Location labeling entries
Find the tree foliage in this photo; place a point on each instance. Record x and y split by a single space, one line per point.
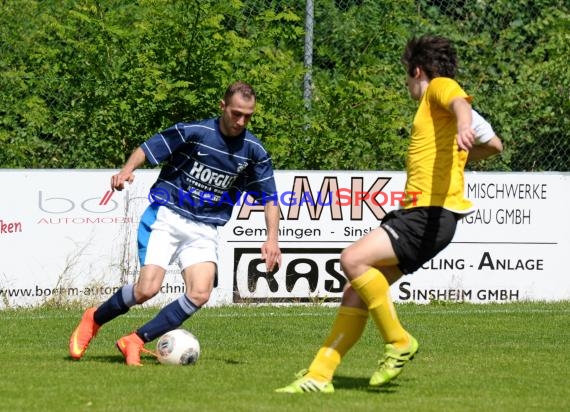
82 83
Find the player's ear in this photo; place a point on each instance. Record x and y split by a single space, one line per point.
417 73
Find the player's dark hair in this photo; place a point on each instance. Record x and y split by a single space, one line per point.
239 87
435 55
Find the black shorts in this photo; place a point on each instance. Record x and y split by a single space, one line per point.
418 234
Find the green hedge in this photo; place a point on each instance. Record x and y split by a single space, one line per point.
83 83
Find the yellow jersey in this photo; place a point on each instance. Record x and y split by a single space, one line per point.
434 164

◆ **Written task**
Write out every one of the entries above word for word, leaving out the pictures.

◆ **Worked answer**
Find the tree foliage in this photo; place a point on each instance. Record x and y split by a single space, one line per point.
82 83
Find the player's ear in this photo; place a point on each instance. Record x and y split by a single space, one line per point.
417 73
Find the player's dark hair in this photo; place a point on each instance. Record x and y split by a single space, one line per point.
239 87
435 55
Find the black shorts in this photo; place a point on each instance. Record x and y split by a single space, one line per point.
418 234
Find the green hedge in this photo; place a point on each instance. Record x and y split by a single space, one line per point.
83 83
Find the yellow jersey in this photo; place a point on each instance. Record x and y split by a single space, one line per point.
434 164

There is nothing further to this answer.